### Prompt
Report how many lines in the data include the string "below", and add nothing else.

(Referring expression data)
====================
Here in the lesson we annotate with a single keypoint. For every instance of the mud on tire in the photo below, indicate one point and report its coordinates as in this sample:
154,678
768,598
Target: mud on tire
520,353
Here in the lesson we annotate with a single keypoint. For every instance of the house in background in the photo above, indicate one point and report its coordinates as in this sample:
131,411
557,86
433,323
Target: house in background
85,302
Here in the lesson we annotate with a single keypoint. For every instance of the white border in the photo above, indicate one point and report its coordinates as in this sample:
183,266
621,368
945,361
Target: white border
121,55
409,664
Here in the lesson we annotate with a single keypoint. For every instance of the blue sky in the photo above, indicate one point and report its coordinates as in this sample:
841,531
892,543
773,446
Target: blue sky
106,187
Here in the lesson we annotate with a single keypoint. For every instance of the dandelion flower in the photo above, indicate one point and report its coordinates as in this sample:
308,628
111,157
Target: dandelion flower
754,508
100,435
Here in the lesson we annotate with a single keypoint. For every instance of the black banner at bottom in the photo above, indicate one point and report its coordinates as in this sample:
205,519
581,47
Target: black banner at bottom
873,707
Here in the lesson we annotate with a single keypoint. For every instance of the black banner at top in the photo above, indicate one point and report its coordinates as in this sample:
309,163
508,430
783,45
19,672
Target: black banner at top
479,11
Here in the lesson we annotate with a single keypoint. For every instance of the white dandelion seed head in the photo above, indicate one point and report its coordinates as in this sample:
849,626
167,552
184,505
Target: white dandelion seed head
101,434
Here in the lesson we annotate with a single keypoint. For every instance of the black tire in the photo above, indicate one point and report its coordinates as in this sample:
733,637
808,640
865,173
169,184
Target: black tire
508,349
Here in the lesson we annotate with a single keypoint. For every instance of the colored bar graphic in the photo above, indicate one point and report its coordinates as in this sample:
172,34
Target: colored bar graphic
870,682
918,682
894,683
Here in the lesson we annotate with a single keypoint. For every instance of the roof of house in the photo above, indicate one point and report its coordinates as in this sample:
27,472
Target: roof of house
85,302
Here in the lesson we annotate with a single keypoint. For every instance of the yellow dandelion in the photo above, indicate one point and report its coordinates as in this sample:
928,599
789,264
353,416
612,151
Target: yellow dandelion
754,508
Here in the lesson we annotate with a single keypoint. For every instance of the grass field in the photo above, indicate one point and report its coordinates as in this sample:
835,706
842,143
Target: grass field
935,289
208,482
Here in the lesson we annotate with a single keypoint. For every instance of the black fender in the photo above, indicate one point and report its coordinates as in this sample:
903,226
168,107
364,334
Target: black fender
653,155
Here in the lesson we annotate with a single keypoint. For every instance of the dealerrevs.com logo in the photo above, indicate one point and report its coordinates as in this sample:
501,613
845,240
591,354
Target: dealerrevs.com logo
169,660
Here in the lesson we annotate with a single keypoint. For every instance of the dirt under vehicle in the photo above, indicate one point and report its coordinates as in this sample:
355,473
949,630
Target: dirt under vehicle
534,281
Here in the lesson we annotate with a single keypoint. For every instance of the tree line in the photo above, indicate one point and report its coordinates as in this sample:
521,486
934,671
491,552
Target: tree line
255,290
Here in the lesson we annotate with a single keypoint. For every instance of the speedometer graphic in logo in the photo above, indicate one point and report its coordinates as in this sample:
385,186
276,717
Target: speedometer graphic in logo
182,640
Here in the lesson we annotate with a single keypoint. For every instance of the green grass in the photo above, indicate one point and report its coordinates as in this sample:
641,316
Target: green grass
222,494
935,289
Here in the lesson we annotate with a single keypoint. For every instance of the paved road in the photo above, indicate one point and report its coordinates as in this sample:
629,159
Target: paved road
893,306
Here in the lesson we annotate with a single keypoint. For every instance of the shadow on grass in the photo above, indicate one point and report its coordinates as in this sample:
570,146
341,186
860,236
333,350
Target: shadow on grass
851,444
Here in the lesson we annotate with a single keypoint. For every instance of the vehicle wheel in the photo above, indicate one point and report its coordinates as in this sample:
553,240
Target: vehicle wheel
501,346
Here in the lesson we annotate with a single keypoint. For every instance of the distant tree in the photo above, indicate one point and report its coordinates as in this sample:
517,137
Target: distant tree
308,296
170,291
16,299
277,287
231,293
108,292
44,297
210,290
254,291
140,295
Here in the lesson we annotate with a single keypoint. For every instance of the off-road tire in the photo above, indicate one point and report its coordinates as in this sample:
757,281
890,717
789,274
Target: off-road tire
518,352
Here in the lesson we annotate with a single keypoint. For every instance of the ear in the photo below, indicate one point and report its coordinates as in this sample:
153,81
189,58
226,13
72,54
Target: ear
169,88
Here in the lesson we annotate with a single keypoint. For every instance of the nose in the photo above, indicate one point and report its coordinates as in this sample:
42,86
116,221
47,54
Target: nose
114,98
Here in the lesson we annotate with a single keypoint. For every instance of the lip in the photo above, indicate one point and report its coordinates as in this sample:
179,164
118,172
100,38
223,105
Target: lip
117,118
====================
### Task answer
2